§ Job
Reproduce each of the following items word for word, leaving nothing out and changing nothing.
--- Task data ---
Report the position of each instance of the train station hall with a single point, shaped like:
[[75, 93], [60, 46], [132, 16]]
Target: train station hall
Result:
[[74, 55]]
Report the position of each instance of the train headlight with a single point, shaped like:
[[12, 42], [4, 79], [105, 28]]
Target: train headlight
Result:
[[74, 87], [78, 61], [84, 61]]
---
§ Complete response
Report the position of each instance of the train station hall with a single point, shaped like:
[[75, 93], [60, 46], [132, 16]]
Target: train station hall
Result:
[[74, 55]]
Report the position of each instance of the train headlight with a single point, shaped like:
[[12, 42], [4, 79], [105, 28]]
Target: train headlight
Result:
[[74, 87], [78, 61], [84, 61]]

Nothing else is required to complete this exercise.